> PASSAGE TO READ:
Strength and Limitations

There were several strengths to this systematic review. Firstly, the diversity of methodologies employed in this review, including qualitative, quantitative, and mixed methods studies, allowed for a more complete understanding of the impact of guidelines. This mixed-methods approach provided a holistic view, capturing measurable outcomes and experiential insights from stakeholders. Secondly, our extensive literature search, which spanned five databases and included grey literature, ensured thorough coverage of available studies, minimizing the likelihood of missing publications. Furthermore, the inclusion of studies on various guidelines from HTA organizations globally added a valuable comparative dimension, enabling the assessment of guideline effectiveness across different healthcare systems and cultural contexts. Lastly, the rigorous methodological framework used for data synthesis adhered to established standards, ensuring the credibility of our findings.

This systematic review faced several limitations. Primarily, the limited methodologies used in the included studies. We did not limit our search strategy; however, all included quantitative studies were observational or nonrandomized (pre- and postpublication comparisons), and we found no randomized controlled trials comparing any HTA guideline versus a control or comparison group involving a non-HTA guideline. Secondly, regarding the nature of the reported health outcomes in this review (individual and organizational), they did not include morbidity and mortality. Health outcomes we found can be considered as surrogates to morbidity and mortality which is why we dedicated part of the inner circle of the conceptual framework to “other health outcomes” (see Figure 4). We only included articles in English and French because the authors were proficient in these two languages. Also, we avoided searching for self-assessments published by agencies because we were concerned about the potential bias. Our objective was to maintain the highest possible standard of evidence by prioritizing peer-reviewed studies and reports, which are subject to rigorous academic scrutiny. Lastly, we excluded guidelines involving cost analysis as this was beyond the scope of the best of our knowledge.

Conclusion

This systematic review provided a framework that explains the outcomes of guidelines from HTA organizations and their relationships. In addition, the qualitative analysis yielded a list of outcomes with examples derived from the empirical studies. Our quantitative analysis illustrated the importance of these outcomes. This review contributes to knowledge about knowledge products from HTA organizations. We uncovered extensive knowledge gaps that could be addressed in future research on the outcomes of guidelines.

Supplementary material

The supplementary material for this article can be found at http://doi.org/10.1017/S0266462324000370.

Data availability statement

Requests for data sharing should be sent to the corresponding author: A.B. (). The complete report of this study (with sub-themes and passages from text) will be made available upon request.

> LISTED ENTRIES:
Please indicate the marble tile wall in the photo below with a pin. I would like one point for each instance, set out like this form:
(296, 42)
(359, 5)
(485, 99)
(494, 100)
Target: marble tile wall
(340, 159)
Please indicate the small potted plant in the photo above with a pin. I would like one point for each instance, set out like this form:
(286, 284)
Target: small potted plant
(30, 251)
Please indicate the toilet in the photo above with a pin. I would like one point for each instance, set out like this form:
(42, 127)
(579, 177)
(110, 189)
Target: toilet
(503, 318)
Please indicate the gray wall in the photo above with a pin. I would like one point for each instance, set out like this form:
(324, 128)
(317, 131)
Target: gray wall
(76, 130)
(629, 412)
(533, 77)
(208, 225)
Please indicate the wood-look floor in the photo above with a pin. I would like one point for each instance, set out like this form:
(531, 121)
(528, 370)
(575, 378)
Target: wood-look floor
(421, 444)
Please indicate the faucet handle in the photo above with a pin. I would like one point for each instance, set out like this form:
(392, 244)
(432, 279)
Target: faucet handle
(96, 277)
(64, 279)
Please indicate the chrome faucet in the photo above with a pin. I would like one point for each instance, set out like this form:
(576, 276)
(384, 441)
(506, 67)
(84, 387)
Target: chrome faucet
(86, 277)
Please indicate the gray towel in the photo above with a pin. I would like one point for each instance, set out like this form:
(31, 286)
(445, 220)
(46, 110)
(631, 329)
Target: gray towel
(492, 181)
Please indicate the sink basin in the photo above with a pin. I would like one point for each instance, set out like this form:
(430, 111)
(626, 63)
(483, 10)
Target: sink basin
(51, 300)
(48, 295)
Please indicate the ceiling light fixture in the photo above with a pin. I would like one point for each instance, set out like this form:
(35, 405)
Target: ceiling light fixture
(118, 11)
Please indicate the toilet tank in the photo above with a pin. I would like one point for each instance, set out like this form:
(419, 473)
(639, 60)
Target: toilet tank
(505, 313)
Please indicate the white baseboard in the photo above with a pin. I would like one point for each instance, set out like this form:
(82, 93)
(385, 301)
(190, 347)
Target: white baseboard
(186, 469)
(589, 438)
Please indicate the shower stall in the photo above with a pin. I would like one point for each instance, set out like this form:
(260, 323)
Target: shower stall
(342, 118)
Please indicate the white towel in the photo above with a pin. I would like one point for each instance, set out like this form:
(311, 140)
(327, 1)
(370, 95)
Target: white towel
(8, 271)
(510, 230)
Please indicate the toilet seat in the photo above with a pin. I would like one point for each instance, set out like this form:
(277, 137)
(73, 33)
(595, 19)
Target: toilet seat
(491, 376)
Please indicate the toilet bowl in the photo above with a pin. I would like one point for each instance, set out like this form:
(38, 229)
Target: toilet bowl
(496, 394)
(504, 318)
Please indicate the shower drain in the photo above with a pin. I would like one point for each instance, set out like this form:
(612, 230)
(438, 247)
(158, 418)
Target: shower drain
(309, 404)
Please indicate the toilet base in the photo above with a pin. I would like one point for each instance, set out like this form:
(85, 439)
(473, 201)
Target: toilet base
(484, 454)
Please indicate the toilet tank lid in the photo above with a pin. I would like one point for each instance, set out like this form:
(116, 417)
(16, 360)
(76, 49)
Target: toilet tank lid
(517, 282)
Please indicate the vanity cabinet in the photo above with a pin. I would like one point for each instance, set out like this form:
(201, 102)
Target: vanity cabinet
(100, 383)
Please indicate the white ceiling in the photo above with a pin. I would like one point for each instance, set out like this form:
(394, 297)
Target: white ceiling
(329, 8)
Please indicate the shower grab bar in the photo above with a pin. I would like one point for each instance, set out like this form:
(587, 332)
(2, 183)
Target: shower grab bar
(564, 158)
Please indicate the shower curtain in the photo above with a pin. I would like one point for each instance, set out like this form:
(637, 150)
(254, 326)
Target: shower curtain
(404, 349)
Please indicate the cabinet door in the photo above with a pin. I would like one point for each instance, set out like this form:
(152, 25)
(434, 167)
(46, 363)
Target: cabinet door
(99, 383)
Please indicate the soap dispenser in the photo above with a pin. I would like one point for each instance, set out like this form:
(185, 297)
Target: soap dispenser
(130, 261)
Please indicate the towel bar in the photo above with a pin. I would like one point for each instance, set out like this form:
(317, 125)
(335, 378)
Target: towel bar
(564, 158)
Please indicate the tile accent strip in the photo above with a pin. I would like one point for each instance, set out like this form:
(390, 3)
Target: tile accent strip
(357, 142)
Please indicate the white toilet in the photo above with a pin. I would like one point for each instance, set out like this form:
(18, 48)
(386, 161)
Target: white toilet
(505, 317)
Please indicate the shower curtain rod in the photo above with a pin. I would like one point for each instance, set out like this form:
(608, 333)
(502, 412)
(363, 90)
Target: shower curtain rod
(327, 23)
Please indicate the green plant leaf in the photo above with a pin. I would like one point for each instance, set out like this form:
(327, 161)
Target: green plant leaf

> TASKS:
(a) Summarize the passage on HTA guideline outcomes in two sentences.
(b) Change the passage on HTA guideline outcomes from "The supplementary material" to "available upon request." by replacing "corresponding author" with "lead author".

> ANSWER SET:
(a) The systematic review drew strength from its mix of qualitative, quantitative, and mixed methods studies, a search of five databases plus grey literature, and a rigorous synthesis framework. However, it was limited by the lack of randomized controlled trials among the included studies, health outcomes that left out morbidity and mortality, and the restriction to English and French articles, and it produced a framework for guideline outcomes while uncovering extensive knowledge gaps for future research.

(b)
The supplementary material for this article can be found at http://doi.org/10.1017/S0266462324000370.

Data availability statement

Requests for data sharing should be sent to the lead author: A.B. (). The complete report of this study (with sub-themes and passages from text) will be made available upon request.